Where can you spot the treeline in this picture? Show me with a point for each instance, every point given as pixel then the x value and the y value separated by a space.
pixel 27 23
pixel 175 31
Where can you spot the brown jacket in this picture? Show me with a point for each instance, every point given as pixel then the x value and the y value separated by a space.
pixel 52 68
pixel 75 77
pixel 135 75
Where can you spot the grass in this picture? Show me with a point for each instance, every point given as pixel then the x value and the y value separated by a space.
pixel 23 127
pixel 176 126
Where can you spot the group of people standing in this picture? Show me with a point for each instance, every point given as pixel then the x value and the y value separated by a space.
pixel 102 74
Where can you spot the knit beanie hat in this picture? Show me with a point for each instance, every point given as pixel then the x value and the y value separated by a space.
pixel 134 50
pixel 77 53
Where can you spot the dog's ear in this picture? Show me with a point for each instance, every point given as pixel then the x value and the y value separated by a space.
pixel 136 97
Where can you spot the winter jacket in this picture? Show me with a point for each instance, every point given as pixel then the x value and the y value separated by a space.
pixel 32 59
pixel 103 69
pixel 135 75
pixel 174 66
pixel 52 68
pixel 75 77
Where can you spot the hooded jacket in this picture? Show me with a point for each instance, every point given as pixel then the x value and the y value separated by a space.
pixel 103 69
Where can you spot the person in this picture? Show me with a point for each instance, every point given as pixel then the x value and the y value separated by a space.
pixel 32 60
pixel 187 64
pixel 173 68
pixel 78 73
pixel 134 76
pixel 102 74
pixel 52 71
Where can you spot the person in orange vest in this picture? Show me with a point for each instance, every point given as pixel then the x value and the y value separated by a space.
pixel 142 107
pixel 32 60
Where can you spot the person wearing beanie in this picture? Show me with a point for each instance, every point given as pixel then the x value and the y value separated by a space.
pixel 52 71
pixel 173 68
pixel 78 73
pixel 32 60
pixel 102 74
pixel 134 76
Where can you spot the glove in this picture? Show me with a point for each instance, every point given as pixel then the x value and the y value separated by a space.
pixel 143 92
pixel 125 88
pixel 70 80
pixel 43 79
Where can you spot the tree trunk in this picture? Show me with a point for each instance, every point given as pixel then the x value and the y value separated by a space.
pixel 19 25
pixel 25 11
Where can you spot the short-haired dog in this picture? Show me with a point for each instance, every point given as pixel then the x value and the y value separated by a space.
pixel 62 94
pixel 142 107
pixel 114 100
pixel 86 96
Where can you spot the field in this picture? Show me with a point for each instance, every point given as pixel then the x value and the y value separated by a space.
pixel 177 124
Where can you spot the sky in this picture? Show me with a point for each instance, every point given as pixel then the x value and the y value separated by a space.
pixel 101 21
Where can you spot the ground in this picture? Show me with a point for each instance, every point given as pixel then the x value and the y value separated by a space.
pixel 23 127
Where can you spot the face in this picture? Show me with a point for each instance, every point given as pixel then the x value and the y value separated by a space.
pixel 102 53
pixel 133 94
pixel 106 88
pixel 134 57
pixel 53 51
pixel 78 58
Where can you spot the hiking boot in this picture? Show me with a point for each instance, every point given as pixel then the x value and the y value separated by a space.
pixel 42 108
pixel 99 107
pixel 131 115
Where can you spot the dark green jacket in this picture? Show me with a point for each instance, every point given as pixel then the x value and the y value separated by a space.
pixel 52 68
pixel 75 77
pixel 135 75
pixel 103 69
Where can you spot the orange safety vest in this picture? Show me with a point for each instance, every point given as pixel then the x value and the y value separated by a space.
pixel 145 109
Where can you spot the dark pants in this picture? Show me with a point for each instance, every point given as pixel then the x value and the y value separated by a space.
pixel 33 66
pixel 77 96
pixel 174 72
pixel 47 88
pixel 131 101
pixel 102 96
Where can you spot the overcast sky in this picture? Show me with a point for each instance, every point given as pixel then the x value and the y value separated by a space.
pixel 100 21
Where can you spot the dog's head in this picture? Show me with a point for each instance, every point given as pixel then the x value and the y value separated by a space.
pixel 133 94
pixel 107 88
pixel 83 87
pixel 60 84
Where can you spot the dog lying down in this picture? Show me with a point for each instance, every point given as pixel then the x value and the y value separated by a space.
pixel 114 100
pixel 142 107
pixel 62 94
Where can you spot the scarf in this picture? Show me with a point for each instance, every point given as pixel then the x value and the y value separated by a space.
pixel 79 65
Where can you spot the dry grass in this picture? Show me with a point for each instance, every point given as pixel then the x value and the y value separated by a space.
# # # # #
Your task is to return the full listing exactly as it was given.

Where can you spot the treeline in this picture? Show me with a point for each instance, every point given as pixel then the x value and the y value separated by a space.
pixel 27 23
pixel 175 31
Where can you spot the brown jacket in this picture? Show me with a point for each instance, every point given as pixel then the x value and the y value separated by a space.
pixel 52 68
pixel 75 77
pixel 135 75
Where can you spot the grass in this picture? Show me with a point for each instance, every point given as pixel then the x value and the y value separated by a space.
pixel 23 127
pixel 176 126
Where can you spot the group of people standing in this picture? Show me with a point for each instance, every point given as pixel then the x value and the y value separated by a space.
pixel 102 74
Where can you spot the knit beanie hat in this picture? Show me with a point for each instance, every point given as pixel then the x value and the y value separated by a space.
pixel 134 50
pixel 77 53
Where can you spot the dog's ear in this picture? Show me with a point for each instance, every point given as pixel then the x value and the y value separated by a space.
pixel 136 97
Where can you spot the winter jacket in this picture? Show me with a point for each instance, every point given as pixel then the x value and the y value separated by a space.
pixel 32 59
pixel 103 69
pixel 135 75
pixel 174 66
pixel 52 68
pixel 75 77
Where can you spot the hooded jacket in this picture? Show me with a point for each instance, every point given as pixel then the x value and the y value separated by a space.
pixel 103 69
Where can you spot the person in this picture? Show me with a point for each instance, every point given as pixel then the x value and the y value separated by a space.
pixel 32 60
pixel 187 64
pixel 173 68
pixel 78 73
pixel 134 76
pixel 102 74
pixel 52 71
Where can you spot the person in orange vest in this picture? Show me with a point for each instance, every point given as pixel then the x value and the y value separated by a space.
pixel 142 107
pixel 32 60
Where can you spot the person wearing beanie in this picture? Show me with a point for each instance, every point given as pixel then the x value and the y value separated by a space.
pixel 52 71
pixel 173 68
pixel 78 73
pixel 32 60
pixel 102 74
pixel 134 76
Where can you spot the glove in this picture? Show me with a point for each instance, every point given as pixel then the x value and the y value separated by a space.
pixel 143 92
pixel 125 88
pixel 70 80
pixel 43 79
Where can you spot the tree trunk in this picture? Show me with a point for each instance, every point given as pixel then the x value and the y value separated by a space.
pixel 19 25
pixel 25 11
Where can you spot the short-haired dog in this picture? Show me with a point for each instance, every point given as pixel then the x value and the y value separated by a space.
pixel 62 94
pixel 142 107
pixel 114 100
pixel 86 96
Where can you spot the field in this picture? Show me with a point for each instance, every point given as pixel then the x value and the y value separated by a space.
pixel 177 124
Where can you spot the sky in this picture? Show me with a point for each instance, every point given as pixel then the x value and the y value separated by a space.
pixel 101 21
Where can you spot the ground in this picture? Show me with a point for each instance, every point given as pixel then the x value and the y value separated by a space.
pixel 23 127
Where can you spot the face in this picture? Show me with a point for each instance, every point given as pixel then the x value and the y value separated by a space.
pixel 102 53
pixel 133 94
pixel 106 88
pixel 134 57
pixel 53 51
pixel 78 58
Where can you spot the hiking boot in this picture? Show me with a point for each instance, every point given as pixel then the x value and the y value separated by a space.
pixel 42 108
pixel 99 107
pixel 131 115
Where can you spot the dark green jacket in this picture? Show me with a point for each instance, every point given as pixel then the x value and the y value separated by a space.
pixel 52 68
pixel 75 77
pixel 135 75
pixel 103 69
Where can you spot the orange safety vest in this picture? Show me with a point for each instance, every point given as pixel then the x value and the y value separated by a space.
pixel 145 109
Where can you spot the dark pants in this picture? Show me with a point for each instance, every point given as pixel then the x value and the y value separated by a space.
pixel 33 66
pixel 77 96
pixel 174 72
pixel 47 88
pixel 131 101
pixel 102 96
Where can you spot the overcast sky in this picture? Show me with a point for each instance, every point given as pixel then the x value and the y value separated by a space.
pixel 100 21
Where can you spot the dog's head in this picture? Show me with a point for each instance, every point given as pixel then the x value and the y value separated by a space.
pixel 133 94
pixel 107 88
pixel 83 87
pixel 60 84
Where can you spot the dog lying down in this picture? Show me with a point for each instance, every point given as pixel then the x value and the y value separated by a space.
pixel 114 100
pixel 142 107
pixel 62 94
Where can you spot the scarf in this picture? Show me with a point for each instance, every point given as pixel then the x value and the y value separated by a space.
pixel 79 65
Where can you spot the dry grass in this picture? Show me with a point for each instance, every point given as pixel then the x value and the y value separated by a space.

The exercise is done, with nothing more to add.